◆ What is required
Repeat the listing in full, preserving every character.

◆ Data for processing
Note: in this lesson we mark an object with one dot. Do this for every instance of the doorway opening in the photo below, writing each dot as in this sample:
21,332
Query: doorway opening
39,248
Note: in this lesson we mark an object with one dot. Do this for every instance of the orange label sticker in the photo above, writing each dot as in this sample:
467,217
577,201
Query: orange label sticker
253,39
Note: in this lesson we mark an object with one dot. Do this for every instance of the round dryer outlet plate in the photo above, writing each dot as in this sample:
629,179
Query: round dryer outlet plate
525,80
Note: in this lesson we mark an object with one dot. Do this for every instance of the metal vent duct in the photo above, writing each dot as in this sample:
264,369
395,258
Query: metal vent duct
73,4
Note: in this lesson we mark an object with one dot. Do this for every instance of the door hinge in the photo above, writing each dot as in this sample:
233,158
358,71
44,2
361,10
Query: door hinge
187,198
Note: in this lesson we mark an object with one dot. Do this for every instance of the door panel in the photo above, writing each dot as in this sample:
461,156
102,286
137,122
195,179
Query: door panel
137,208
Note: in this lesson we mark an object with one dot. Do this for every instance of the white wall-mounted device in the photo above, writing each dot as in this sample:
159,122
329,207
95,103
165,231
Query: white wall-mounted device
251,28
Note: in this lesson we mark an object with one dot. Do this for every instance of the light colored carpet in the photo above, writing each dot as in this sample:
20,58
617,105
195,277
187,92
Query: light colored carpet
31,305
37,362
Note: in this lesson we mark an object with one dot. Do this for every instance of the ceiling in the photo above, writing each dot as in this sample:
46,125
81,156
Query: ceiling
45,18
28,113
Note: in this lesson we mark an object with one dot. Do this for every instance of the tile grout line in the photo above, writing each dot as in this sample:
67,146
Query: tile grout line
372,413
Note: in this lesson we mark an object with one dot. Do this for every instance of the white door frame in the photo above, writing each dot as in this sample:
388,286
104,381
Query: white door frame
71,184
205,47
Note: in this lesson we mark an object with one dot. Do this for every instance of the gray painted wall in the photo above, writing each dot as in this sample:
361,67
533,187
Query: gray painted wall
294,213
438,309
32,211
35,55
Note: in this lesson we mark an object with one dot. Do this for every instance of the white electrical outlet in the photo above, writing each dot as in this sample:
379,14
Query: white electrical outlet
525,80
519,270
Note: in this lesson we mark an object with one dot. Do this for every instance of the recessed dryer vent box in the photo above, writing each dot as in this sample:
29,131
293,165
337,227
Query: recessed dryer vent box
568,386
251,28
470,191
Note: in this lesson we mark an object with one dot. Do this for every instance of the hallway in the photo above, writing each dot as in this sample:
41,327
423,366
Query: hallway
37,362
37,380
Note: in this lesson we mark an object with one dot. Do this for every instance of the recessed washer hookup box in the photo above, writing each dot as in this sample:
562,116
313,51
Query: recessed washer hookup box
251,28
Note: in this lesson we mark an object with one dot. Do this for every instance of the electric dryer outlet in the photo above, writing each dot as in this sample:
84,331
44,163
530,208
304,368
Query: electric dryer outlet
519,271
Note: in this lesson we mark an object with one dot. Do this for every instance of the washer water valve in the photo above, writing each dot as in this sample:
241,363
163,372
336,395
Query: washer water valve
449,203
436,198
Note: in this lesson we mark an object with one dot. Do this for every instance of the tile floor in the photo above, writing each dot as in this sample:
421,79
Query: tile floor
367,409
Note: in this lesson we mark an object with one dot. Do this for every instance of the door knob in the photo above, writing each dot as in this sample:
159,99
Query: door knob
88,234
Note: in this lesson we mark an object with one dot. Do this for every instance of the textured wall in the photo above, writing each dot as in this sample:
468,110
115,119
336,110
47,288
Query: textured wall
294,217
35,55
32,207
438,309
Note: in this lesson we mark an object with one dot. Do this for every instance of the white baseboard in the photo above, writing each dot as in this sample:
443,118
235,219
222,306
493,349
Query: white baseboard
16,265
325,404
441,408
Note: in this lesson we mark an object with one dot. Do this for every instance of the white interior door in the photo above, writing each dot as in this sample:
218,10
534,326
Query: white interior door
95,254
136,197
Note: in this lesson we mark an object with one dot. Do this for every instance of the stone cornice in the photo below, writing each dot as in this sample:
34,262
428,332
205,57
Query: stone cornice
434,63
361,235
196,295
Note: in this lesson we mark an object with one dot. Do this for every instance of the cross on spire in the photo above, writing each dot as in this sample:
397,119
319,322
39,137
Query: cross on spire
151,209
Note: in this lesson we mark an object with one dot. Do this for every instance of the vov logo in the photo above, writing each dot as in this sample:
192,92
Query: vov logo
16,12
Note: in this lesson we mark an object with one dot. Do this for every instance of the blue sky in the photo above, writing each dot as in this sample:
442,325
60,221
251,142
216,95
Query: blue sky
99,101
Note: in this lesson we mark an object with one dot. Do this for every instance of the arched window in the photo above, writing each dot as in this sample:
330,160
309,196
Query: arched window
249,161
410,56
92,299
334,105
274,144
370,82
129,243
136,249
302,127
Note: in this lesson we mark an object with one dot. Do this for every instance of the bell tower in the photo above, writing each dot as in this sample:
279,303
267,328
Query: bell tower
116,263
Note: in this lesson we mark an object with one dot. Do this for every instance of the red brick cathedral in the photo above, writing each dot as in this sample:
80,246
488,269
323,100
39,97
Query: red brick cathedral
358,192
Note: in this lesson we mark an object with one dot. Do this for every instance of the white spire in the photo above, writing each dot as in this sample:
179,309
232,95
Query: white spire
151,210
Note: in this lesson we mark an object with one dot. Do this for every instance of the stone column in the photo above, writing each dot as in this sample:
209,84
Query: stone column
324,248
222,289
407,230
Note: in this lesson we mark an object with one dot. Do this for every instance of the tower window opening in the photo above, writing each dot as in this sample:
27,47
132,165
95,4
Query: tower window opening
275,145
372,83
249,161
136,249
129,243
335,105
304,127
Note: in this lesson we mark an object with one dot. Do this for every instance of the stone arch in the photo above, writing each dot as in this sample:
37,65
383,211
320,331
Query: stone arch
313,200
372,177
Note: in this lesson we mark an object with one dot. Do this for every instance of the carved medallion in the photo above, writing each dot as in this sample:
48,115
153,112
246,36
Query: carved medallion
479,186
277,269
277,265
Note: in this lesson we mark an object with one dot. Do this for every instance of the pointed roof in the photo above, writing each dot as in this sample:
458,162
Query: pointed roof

◆ Solution below
Note: in this lesson we mark an object with one dot. Do this for every instance of the doorway opening in the photo below, writing each dot as in this sample:
21,332
Query: doorway opening
39,248
Note: in this lesson we mark an object with one dot. Do this for every instance of the orange label sticker in the photo above, writing each dot as in this sample:
467,217
577,201
Query: orange label sticker
253,39
Note: in this lesson we mark an object with one dot. Do this for every instance of the round dryer outlet plate in the photo above, writing each dot as in this sample:
629,179
Query: round dryer outlet plate
525,80
Note: in this lesson we mark an object with one dot. Do this for every instance of the metal vent duct in the photo above, writing each dot as in this sample:
264,369
395,258
Query: metal vent duct
73,4
Note: in this lesson we mark an object with one dot. Do this for every instance of the door hinge in the photo above, writing each dot as in this sample:
233,158
358,71
44,2
361,10
Query: door hinge
187,198
Note: in this lesson we mark an object with one dot. Do this for every instance of the door panel in the photo above, writing each dot as in this sample:
461,156
102,286
137,122
195,179
Query: door panel
137,208
Note: in this lesson we mark an object with one dot. Do this for every instance of the white wall-mounted device in the photo above, writing each dot as in this sample:
159,122
329,207
95,103
165,231
Query: white wall-mounted device
251,28
Note: in this lesson we mark an object with one dot. Do this for every instance of the light colored carpet in the photo above, writing each dot as in this sample:
20,58
617,105
195,277
187,92
Query: light colored carpet
31,305
37,362
Note: in this lesson we mark an object with one dot. Do this for every instance of the ceiling in the photo above, writing each dot as in this sample:
46,125
81,156
Query: ceiling
45,18
28,113
Note: in this lesson we mark an object with one dot. Do this for every instance of the tile grout line in the photo above, writing each dot as in this sample:
67,146
Query: tile grout line
372,413
Note: in this lesson we mark an object with one dot. Do this for every instance of the white door frame in the photo above, writing each dot as in this sample:
388,286
104,381
Query: white door frame
71,184
205,47
Note: in this lesson we mark an object with one dot. Do this for every instance of the gray painted wall in the photo above, writing each dot as in this sample:
361,67
533,187
Query: gray painted wall
294,213
438,309
32,211
35,55
Note: in this lesson we mark an object with one dot. Do this for every instance of the white electrical outlet in the photo above, writing each dot as in this sample:
379,14
Query: white electrical outlet
525,80
519,270
Note: in this lesson we mark an object with one dot. Do this for every instance of the recessed dryer vent box in the photo above, writing each dot as in this sample:
29,131
293,165
337,227
Query: recessed dryer vent box
568,386
251,28
470,191
Note: in this lesson we mark an object with one dot. Do this for every instance of the hallway in the photo above, writing each dot as in this sample:
41,327
423,366
Query: hallway
37,362
37,380
Note: in this lesson we mark an object with one dot. Do this for every instance of the recessed washer hookup box in the photo above, writing each dot as in this sample:
562,116
313,51
Query: recessed washer hookup box
251,28
Note: in this lesson we mark an object with one dot. Do this for every instance of the electric dryer outlet in the photo above, writing each dot as in this sample:
84,331
44,163
530,208
304,368
Query: electric dryer outlet
519,271
Note: in this lesson we mark an object with one dot. Do this for every instance of the washer water valve in the photo above, writing each dot as in this sample:
241,363
163,372
336,395
Query: washer water valve
449,203
436,198
Note: in this lesson we mark an object with one dot. Do this for every instance of the tile floor in the photo above, writing each dot as in this sample:
421,79
Query: tile floor
367,409
Note: in this lesson we mark an object with one dot. Do this for every instance of the door knob in the photo above, writing each dot as in this sample:
159,99
Query: door knob
88,234
Note: in this lesson we mark an object with one dot. Do this for every instance of the textured wall in the photo above, writing each dot as in this sample:
468,110
115,119
336,110
47,288
Query: textured wall
294,217
35,55
32,207
438,309
Note: in this lesson we mark an object with one dot. Do this for every instance of the white baseboard in the photo above, writing each dot as in this sample:
443,118
235,219
222,306
493,349
Query: white baseboard
16,265
325,404
441,408
Note: in this lesson we mark an object with one dot. Do this for every instance of the white interior door in the photo above, writing each dot as in this sample:
218,10
534,326
Query: white interior door
95,254
136,197
Note: in this lesson we mark an object with one dot. Do this for every instance of the stone cornice in the photo below, writing each dot as in this sample:
34,262
428,332
205,57
Query: stone cornice
434,63
361,235
196,295
Note: in this lesson we mark an object with one dot. Do this for every instance of the cross on spire in the photo above, writing each dot as in this sample:
397,119
319,322
39,137
Query: cross on spire
151,209
Note: in this lesson we mark an object with one dot. Do this for every instance of the vov logo in the photo above, writing each dot as in this sample:
192,92
Query: vov logo
16,12
Note: in this lesson we mark an object with one dot. Do this for every instance of the blue sky in the photo above, writing each dot as in this sample:
442,325
60,221
251,142
216,95
Query: blue sky
99,101
Note: in this lesson we mark an object with one dot. Do this for every instance of the arched window in the photo above, writing each dot as in this sample:
330,160
309,196
Query: arched window
249,161
410,56
92,299
334,105
274,144
370,82
129,243
136,249
302,127
Note: in this lesson we mark an object with one dot. Do this for every instance of the bell tower in the photo above, writing each dot as in this sample:
279,303
267,328
Query: bell tower
116,263
Note: in this lesson we mark an object with one dot. Do this for every instance of the red brick cathedral in the photo above, writing each dot as in this sample:
80,246
488,269
323,100
39,97
Query: red brick cathedral
358,192
Note: in this lesson we mark an object with one dot. Do this for every instance of the white spire in the photo above, writing each dot as in this sample:
179,309
232,95
Query: white spire
151,210
Note: in this lesson we mark an object with one dot. Do this for every instance of the stone column in the photo above, writing each dot as in this sample:
209,84
Query: stone column
324,248
222,289
407,230
Note: in this lesson we mark an object with one dot. Do this for every instance of the tower window opening in the photo above, writing each dot as in this sample:
27,47
132,165
95,4
Query: tower window opening
275,145
372,83
249,161
136,249
129,243
335,105
304,127
Note: in this lesson we mark an object with one dot. Do this for every instance of the stone arch in the photo above, writing each dot as in this sample:
37,65
383,211
320,331
Query: stone arch
313,200
372,177
Note: in this lesson we mark an object with one dot. Do this for every instance of the carved medallion in the photo above, writing each dot as in this sample:
48,115
153,112
246,36
Query: carved medallion
479,186
277,269
277,265
Note: in this lesson we mark an object with one dot. Do this for every instance of the pointed roof in the photo above, writing each dot as in this sample:
458,162
Query: pointed roof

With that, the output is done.